### Requirements
Which lines in the material below contain the string "opening"? Copy each of those lines in full.

### Record extracts
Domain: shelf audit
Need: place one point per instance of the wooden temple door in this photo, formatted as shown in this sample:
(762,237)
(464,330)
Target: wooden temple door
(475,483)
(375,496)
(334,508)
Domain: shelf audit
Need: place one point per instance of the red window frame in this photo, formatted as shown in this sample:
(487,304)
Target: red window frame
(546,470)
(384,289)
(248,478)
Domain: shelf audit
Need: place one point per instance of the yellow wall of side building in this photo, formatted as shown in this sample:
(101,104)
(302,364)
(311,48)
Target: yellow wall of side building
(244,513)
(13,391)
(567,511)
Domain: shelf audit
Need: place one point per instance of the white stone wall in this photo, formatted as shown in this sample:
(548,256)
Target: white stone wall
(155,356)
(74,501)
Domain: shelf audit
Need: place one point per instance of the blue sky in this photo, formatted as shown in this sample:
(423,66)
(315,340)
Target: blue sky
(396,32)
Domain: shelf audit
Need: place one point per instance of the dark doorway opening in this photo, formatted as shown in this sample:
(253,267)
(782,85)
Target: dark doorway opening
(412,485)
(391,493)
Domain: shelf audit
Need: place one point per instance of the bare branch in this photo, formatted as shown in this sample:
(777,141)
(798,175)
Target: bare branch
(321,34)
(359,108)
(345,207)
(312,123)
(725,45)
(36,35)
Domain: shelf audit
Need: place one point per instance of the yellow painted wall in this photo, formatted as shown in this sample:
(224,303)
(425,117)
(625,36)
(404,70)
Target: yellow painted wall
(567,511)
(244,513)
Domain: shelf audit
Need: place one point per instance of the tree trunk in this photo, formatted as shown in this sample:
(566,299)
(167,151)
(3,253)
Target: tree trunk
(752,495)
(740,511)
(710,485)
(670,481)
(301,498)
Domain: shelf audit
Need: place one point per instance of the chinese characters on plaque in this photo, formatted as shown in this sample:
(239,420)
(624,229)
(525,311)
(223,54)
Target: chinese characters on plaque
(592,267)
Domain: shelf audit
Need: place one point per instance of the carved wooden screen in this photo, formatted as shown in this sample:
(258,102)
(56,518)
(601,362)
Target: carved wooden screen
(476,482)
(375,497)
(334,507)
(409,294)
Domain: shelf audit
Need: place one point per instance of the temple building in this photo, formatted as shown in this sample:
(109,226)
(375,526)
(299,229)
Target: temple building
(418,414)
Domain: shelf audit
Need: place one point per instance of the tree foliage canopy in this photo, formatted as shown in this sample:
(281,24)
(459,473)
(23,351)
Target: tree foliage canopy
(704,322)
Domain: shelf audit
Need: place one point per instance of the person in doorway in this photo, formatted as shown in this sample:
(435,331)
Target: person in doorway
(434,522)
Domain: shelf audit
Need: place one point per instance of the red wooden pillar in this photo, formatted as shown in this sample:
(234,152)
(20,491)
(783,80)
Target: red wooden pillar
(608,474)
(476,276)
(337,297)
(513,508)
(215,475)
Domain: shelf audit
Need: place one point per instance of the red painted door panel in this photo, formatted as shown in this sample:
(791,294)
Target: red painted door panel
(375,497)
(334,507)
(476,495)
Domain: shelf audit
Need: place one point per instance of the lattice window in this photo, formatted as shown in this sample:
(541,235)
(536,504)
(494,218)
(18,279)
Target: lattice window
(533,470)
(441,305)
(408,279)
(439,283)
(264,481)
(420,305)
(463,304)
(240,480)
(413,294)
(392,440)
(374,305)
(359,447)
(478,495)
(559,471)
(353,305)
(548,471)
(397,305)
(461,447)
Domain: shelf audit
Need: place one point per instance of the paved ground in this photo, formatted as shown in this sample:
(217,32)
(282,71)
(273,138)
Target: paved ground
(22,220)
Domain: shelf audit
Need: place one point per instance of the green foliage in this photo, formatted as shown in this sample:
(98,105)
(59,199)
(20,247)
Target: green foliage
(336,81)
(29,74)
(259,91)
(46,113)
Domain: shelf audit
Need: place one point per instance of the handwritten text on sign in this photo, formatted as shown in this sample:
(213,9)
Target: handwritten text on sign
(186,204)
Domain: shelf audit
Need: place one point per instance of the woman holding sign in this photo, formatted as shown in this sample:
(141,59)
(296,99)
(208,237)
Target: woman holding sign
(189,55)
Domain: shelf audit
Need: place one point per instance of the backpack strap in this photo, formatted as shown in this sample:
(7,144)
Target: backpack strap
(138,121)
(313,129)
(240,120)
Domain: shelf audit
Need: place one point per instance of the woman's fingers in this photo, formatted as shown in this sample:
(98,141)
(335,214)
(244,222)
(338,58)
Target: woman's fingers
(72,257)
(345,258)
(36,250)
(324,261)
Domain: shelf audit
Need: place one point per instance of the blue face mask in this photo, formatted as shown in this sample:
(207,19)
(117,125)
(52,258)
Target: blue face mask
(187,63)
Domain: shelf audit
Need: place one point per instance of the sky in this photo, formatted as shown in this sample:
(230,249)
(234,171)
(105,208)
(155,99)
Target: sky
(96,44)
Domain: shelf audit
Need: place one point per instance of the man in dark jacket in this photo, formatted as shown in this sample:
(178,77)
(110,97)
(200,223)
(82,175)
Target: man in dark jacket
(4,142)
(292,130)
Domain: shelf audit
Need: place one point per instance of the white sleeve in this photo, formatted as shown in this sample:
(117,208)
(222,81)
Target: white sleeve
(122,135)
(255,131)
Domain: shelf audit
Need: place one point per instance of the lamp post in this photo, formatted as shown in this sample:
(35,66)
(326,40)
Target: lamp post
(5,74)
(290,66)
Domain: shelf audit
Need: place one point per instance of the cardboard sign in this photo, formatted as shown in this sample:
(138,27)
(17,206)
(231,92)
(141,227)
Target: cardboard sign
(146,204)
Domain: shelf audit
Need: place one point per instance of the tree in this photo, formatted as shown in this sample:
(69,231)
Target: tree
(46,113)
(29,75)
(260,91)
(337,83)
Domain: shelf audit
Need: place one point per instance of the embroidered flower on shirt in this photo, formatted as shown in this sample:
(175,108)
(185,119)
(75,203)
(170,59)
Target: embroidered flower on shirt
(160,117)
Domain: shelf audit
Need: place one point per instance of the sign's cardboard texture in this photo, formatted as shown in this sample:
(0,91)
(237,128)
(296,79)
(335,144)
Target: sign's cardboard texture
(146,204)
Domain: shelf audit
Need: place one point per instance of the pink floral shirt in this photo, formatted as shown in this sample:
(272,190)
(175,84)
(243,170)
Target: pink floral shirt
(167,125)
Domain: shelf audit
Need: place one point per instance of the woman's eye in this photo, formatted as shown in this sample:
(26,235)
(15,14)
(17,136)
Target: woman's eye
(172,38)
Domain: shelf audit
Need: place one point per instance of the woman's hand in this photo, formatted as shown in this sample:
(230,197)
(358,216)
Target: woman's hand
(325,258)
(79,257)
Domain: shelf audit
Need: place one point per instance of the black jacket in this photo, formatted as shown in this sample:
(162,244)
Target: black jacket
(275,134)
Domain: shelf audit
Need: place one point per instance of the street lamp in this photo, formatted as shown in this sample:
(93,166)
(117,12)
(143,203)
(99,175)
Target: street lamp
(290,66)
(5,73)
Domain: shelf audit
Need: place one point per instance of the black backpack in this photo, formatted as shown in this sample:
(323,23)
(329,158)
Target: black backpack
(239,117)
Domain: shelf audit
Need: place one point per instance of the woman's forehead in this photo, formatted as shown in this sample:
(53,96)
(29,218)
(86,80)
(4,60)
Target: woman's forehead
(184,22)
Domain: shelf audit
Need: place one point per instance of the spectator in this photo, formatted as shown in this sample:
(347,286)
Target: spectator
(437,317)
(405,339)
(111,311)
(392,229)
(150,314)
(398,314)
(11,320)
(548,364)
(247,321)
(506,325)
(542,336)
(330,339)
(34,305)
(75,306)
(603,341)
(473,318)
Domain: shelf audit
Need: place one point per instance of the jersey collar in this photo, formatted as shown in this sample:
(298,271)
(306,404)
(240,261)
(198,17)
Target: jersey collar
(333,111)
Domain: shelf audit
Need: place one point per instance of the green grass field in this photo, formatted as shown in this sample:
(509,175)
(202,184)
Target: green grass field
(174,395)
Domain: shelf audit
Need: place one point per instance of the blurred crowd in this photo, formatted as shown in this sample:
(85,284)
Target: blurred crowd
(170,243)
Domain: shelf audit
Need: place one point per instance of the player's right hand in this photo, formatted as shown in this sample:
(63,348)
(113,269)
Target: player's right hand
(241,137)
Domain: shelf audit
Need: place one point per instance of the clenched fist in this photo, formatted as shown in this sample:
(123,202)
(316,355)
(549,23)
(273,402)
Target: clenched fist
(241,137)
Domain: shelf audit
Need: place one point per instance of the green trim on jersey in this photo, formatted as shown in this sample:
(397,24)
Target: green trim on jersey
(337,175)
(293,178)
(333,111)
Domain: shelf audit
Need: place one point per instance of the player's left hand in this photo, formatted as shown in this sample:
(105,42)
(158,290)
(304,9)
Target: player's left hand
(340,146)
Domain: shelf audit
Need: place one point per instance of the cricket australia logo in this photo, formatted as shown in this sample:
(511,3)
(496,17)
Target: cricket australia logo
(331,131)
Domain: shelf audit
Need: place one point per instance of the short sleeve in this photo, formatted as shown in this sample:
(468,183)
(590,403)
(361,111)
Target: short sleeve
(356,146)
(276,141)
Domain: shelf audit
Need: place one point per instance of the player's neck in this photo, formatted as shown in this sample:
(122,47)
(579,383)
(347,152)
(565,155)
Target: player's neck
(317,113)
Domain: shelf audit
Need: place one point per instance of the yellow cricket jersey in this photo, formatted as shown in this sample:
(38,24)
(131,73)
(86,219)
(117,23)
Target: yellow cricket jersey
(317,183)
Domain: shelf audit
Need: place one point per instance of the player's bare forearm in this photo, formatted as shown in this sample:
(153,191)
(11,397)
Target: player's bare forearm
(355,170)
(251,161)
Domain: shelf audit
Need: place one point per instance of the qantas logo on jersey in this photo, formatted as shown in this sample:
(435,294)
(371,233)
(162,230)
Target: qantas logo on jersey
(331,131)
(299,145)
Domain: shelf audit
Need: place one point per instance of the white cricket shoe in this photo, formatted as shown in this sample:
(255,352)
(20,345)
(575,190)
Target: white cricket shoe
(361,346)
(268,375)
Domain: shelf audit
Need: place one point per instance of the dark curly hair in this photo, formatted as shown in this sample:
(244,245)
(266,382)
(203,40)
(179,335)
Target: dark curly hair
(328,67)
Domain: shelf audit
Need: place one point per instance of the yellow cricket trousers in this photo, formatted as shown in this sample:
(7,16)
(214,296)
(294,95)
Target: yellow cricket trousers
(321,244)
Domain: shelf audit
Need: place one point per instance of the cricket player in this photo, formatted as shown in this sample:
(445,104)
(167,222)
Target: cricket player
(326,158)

### Full output
Need: place one point per instance of the dark doorway opening in this photo, formatted as shown in this sample:
Target: dark doorway opening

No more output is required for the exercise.